[Work to complete] Lines below that hold the word "yellow" must be copied in full.

[Data section]

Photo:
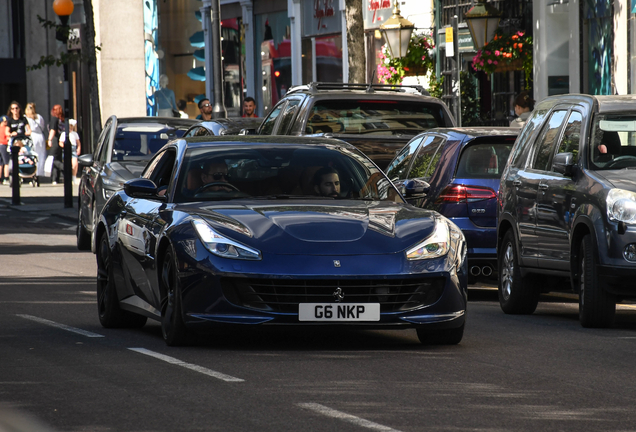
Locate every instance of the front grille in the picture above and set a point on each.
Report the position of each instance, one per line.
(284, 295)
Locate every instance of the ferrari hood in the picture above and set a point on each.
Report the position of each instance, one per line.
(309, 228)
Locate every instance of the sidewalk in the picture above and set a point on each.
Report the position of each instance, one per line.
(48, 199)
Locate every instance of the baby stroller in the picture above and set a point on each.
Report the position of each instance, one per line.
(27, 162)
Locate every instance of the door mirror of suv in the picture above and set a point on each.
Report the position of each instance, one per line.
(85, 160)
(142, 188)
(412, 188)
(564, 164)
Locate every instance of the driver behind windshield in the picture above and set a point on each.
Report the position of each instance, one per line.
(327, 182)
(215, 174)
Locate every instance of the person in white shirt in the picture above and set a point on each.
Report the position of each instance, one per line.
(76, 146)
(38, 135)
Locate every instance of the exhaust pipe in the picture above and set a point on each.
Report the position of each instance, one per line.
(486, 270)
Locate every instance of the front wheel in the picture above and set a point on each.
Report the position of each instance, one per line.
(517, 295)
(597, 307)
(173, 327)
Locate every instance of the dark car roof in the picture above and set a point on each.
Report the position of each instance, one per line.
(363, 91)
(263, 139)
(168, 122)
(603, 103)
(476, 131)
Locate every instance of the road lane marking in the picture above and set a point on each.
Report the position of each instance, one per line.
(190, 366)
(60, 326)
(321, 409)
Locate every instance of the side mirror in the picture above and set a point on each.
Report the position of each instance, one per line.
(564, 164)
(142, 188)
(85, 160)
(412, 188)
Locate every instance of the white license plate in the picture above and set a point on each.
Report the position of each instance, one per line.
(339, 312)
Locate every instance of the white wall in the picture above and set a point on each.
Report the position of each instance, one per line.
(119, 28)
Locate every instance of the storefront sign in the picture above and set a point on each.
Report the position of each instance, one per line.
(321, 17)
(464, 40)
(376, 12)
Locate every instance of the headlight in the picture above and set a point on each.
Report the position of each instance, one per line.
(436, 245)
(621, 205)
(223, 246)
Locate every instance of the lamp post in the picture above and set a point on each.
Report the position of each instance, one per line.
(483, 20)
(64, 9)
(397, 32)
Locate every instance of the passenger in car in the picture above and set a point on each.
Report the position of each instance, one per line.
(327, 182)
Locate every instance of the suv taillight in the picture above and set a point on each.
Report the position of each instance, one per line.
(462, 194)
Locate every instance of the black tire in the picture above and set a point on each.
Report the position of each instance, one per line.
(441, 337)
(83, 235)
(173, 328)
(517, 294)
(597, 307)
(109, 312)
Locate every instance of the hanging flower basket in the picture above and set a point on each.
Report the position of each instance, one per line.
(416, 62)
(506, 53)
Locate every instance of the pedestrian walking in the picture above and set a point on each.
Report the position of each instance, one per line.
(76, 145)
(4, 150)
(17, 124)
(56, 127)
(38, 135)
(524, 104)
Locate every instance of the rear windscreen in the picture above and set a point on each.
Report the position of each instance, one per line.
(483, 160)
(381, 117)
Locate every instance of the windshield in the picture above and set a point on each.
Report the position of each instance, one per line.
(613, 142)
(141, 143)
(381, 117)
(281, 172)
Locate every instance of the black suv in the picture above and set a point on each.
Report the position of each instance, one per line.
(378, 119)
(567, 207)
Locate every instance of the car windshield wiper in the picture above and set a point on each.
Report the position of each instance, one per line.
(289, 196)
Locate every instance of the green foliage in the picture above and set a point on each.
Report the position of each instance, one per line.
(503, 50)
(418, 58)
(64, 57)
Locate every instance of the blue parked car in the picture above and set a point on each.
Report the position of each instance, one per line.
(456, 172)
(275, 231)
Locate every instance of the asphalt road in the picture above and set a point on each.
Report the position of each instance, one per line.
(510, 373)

==

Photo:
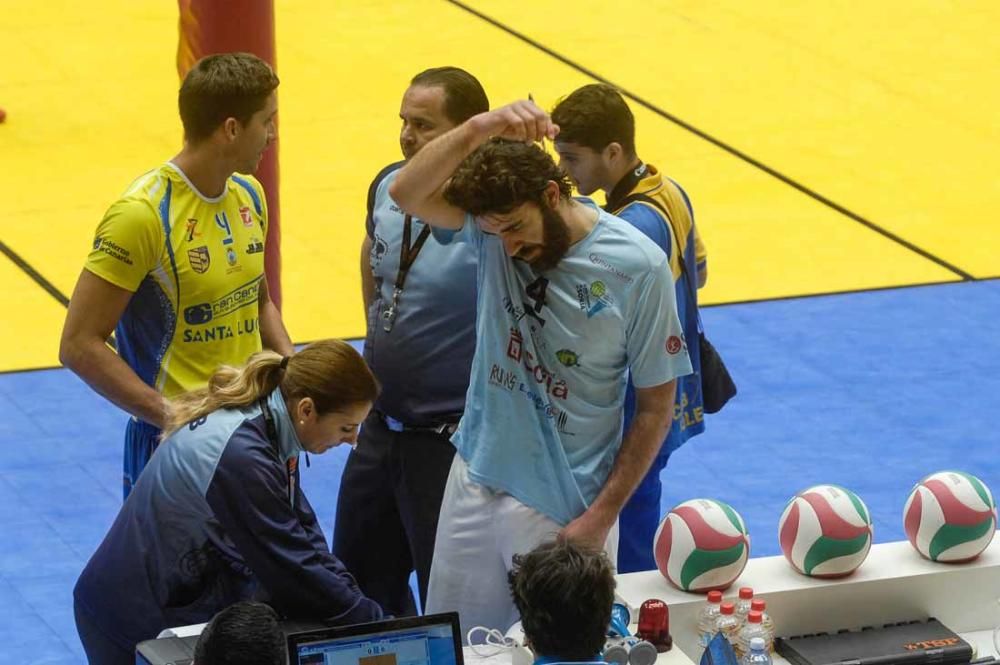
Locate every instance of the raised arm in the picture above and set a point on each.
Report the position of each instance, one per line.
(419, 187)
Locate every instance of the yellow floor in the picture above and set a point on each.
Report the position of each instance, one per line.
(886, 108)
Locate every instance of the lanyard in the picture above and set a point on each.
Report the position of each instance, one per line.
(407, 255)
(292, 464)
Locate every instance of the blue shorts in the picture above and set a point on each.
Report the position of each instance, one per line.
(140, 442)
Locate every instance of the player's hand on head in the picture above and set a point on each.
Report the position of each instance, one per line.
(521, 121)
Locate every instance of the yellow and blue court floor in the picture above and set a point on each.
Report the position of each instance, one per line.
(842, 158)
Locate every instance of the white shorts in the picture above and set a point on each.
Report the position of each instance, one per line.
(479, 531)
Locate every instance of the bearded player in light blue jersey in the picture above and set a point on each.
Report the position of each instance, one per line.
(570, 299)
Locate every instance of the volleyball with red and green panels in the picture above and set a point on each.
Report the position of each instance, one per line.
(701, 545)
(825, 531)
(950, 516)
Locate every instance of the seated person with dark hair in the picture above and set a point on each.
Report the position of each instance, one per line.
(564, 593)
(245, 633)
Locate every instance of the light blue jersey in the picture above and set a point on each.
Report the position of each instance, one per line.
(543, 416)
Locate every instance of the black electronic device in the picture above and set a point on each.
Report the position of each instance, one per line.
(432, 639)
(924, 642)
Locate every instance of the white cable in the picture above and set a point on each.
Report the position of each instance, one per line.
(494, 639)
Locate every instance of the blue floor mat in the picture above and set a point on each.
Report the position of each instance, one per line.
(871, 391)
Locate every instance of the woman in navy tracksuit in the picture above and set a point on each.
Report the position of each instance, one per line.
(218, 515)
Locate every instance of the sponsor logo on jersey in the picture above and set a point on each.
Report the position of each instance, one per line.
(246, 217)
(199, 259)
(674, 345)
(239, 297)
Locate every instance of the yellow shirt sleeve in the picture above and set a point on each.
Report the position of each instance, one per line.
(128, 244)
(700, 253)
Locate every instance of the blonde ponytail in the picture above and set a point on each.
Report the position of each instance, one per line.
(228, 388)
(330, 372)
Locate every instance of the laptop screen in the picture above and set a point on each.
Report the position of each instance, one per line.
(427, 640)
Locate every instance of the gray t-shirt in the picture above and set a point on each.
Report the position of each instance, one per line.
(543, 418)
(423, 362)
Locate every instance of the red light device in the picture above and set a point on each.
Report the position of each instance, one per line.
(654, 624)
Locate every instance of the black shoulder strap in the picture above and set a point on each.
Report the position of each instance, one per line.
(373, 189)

==

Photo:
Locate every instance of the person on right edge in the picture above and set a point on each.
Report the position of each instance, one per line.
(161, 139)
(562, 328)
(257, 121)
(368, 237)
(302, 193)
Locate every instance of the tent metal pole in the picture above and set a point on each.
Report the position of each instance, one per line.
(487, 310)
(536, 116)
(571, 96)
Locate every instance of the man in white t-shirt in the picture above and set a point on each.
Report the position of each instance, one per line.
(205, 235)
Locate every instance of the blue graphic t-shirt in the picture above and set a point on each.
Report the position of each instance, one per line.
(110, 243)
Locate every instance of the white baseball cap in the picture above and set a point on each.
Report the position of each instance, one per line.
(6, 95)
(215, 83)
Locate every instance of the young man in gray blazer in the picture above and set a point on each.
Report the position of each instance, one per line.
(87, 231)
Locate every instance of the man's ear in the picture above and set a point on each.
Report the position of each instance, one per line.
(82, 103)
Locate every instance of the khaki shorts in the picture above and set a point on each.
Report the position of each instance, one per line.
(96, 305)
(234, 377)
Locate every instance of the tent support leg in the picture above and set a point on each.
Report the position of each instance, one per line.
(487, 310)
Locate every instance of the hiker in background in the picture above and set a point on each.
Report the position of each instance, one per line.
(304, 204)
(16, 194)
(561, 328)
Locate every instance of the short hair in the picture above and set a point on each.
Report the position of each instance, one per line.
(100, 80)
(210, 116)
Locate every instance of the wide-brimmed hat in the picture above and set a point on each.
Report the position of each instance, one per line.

[Answer for the task]
Locate every instance of the yellow floor in the picture above and set a point on each.
Locate every instance of the yellow and blue court floor in the picture above and set a point on each.
Locate every instance of the yellow shirt sleeve in the picture above and set a point on each.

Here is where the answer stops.